▶ **Exercise goal**
Please copy out every line of the data word for word.

:::

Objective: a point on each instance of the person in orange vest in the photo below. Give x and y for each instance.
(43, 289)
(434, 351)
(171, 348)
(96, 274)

:::

▶ **Exercise response**
Objective: a point on each instance of the person in orange vest in the photo below. Give x and y for each instance.
(43, 289)
(434, 351)
(171, 348)
(96, 274)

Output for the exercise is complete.